----- Data records -----

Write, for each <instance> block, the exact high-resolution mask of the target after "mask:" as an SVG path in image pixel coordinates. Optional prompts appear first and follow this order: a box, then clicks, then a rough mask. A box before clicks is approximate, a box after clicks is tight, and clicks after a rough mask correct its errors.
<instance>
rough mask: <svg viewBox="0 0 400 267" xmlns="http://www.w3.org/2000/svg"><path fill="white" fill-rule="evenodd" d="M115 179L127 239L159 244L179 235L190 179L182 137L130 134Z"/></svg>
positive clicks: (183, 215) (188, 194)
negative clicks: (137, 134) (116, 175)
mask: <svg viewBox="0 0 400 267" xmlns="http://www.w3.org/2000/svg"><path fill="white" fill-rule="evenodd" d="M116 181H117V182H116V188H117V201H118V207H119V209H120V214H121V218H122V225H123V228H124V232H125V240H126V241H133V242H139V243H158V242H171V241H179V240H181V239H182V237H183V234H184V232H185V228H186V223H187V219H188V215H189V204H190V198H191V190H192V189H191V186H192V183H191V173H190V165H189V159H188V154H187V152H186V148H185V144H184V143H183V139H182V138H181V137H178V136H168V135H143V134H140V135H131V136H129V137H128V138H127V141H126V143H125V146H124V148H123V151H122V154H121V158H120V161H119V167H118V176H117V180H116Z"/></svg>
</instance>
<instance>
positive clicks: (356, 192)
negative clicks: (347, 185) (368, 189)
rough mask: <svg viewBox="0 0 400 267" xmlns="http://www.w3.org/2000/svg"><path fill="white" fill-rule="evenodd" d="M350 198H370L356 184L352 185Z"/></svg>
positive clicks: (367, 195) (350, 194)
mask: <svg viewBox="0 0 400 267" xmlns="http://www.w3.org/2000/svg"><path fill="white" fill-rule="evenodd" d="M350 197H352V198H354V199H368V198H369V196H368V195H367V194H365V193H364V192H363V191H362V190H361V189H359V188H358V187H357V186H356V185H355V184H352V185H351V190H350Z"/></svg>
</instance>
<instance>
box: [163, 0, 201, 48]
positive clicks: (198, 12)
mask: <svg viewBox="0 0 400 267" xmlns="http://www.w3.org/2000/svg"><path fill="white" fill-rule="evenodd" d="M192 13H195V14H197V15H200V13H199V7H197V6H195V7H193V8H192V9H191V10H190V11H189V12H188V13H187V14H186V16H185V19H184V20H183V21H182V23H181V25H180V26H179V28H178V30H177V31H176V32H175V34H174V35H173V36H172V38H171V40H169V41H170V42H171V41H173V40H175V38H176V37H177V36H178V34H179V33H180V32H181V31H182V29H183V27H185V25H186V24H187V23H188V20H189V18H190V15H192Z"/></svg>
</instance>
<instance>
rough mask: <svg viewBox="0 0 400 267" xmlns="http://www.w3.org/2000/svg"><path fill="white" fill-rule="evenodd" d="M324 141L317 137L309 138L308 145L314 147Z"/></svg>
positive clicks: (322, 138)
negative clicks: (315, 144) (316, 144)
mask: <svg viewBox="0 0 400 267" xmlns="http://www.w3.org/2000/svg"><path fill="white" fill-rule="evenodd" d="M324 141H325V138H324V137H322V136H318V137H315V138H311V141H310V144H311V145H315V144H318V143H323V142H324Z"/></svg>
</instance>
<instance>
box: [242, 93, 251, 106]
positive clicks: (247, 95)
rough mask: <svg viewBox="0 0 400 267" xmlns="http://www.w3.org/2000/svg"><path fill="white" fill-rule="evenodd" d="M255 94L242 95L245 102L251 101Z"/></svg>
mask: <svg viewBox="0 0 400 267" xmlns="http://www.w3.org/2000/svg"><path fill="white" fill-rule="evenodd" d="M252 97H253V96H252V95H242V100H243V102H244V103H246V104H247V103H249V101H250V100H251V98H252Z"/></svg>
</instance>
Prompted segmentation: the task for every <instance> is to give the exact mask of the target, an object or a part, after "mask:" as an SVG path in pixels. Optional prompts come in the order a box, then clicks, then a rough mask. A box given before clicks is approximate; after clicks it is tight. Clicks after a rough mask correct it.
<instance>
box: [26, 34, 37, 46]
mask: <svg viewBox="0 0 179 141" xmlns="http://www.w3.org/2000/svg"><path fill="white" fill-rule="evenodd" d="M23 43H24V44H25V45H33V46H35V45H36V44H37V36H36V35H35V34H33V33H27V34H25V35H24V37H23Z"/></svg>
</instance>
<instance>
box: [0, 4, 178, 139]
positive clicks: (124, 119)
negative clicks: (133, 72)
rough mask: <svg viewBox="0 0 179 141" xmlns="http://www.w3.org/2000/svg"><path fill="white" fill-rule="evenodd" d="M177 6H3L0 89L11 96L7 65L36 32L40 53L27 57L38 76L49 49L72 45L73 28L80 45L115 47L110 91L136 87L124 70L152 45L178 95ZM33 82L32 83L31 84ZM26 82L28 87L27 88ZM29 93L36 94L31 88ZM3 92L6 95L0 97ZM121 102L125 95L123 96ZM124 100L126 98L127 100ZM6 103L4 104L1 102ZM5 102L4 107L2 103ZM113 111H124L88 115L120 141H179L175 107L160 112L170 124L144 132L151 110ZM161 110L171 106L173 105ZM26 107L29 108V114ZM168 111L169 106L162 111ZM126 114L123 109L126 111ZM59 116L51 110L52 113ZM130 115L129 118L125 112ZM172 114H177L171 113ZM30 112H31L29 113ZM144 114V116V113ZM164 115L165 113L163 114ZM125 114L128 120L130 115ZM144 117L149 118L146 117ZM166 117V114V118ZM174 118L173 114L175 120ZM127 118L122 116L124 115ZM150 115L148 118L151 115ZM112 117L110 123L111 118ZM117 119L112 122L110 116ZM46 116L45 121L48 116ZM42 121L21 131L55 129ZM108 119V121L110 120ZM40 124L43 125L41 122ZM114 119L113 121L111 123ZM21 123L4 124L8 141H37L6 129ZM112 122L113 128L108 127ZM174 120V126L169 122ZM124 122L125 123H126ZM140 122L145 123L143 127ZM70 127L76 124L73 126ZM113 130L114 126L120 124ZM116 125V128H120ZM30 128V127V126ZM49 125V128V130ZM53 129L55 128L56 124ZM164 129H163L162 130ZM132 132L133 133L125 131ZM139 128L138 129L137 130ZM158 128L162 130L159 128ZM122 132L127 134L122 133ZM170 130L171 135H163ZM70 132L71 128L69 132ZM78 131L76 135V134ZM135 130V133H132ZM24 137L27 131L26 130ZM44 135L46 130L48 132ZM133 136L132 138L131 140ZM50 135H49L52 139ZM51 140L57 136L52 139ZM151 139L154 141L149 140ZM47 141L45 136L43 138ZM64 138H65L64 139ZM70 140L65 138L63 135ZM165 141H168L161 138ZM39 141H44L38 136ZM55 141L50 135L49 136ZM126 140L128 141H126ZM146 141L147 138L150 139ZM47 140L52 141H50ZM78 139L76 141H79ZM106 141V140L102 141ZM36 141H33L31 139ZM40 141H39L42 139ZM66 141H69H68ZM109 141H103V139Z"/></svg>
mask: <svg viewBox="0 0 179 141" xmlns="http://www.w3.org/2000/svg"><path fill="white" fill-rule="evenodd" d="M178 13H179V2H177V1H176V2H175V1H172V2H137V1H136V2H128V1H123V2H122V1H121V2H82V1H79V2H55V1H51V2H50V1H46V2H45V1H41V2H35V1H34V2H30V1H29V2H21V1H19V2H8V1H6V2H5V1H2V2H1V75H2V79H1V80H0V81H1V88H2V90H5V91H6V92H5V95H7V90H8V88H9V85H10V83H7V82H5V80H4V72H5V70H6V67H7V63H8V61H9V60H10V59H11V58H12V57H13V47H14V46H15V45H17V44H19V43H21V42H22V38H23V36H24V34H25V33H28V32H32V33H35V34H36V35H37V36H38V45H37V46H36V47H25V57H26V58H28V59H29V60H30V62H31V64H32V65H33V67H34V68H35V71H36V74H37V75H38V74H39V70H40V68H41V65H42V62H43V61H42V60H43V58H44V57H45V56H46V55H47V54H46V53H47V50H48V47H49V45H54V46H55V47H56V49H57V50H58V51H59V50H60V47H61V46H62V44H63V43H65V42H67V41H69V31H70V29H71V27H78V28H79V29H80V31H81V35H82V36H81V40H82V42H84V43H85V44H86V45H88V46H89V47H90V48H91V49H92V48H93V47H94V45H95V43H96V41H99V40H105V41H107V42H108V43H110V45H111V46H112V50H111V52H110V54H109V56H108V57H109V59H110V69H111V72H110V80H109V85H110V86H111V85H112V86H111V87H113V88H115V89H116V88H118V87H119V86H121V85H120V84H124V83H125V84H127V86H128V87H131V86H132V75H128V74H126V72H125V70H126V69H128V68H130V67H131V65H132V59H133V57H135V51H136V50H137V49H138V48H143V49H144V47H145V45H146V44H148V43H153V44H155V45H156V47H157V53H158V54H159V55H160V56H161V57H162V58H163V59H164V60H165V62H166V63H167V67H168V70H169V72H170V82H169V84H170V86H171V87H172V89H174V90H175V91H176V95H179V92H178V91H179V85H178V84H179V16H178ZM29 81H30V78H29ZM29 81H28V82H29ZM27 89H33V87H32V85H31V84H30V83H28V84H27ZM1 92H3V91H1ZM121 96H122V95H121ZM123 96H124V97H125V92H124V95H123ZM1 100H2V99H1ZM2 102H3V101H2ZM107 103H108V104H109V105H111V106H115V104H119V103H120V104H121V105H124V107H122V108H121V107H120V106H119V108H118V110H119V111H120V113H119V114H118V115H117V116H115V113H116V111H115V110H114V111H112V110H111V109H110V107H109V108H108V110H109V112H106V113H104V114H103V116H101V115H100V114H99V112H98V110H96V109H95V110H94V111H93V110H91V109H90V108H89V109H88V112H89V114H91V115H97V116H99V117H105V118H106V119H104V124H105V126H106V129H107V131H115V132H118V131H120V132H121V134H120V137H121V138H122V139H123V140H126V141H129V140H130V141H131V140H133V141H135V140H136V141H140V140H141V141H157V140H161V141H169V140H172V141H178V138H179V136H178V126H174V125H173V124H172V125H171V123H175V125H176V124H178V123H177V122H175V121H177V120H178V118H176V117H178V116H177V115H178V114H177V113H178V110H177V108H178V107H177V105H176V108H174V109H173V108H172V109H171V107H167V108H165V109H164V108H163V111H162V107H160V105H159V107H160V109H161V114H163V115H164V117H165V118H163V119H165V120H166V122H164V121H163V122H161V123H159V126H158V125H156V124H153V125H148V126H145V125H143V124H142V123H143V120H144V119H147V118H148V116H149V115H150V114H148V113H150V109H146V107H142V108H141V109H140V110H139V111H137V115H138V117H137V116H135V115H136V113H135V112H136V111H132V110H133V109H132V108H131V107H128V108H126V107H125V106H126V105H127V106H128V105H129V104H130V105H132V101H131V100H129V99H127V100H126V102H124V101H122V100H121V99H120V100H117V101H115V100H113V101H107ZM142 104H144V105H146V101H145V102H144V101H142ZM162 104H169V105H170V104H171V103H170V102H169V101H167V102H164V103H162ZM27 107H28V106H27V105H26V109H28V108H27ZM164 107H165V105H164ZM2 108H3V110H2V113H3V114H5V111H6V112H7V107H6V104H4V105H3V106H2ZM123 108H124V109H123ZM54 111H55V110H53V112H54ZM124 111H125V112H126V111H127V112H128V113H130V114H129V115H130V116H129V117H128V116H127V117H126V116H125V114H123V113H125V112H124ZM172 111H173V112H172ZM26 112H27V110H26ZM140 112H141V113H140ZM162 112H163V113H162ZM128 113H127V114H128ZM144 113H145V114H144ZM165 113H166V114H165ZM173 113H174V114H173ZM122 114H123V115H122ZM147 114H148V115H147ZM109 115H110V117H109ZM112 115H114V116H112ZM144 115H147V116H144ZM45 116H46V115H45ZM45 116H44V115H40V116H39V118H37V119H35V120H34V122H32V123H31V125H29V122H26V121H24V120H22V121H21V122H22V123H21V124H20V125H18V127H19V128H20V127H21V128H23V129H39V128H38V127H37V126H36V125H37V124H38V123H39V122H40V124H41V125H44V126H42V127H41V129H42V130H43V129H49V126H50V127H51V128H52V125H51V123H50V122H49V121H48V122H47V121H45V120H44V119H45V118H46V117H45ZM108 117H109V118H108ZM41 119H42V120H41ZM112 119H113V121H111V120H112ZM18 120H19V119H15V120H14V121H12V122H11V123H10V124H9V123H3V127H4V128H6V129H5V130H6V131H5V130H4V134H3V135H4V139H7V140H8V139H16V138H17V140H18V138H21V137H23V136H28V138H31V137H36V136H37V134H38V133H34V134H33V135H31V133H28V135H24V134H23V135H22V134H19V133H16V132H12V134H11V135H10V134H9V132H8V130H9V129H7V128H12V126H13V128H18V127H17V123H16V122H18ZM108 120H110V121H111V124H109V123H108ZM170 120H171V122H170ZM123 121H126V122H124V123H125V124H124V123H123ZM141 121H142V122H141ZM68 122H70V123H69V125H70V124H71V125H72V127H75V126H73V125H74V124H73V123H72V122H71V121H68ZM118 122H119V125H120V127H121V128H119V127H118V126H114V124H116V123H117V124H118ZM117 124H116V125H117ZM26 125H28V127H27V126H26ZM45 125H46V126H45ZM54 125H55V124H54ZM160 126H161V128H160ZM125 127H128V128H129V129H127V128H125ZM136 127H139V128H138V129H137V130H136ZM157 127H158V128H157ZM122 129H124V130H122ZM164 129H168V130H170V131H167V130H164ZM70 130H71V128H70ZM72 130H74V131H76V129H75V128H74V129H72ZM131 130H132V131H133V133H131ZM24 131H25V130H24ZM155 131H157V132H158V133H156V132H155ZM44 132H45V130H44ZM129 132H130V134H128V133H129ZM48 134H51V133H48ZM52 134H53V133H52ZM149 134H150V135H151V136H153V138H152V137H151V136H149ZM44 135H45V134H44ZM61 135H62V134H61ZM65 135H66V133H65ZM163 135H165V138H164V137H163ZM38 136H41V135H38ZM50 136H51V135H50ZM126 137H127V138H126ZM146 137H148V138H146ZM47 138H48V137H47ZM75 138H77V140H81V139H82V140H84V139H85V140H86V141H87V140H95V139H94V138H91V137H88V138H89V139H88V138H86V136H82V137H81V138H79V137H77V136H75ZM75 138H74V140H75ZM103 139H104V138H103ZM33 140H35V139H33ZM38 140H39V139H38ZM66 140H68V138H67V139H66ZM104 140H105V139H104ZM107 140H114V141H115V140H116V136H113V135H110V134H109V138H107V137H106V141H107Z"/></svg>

-----

Task description: Extract each line of the entries above that contains the string "positive".

Solution for this problem:
positive clicks: (183, 215) (188, 194)
positive clicks: (356, 192)
positive clicks: (367, 195) (350, 194)
positive clicks: (198, 12)
positive clicks: (322, 138)
positive clicks: (247, 95)
positive clicks: (124, 119)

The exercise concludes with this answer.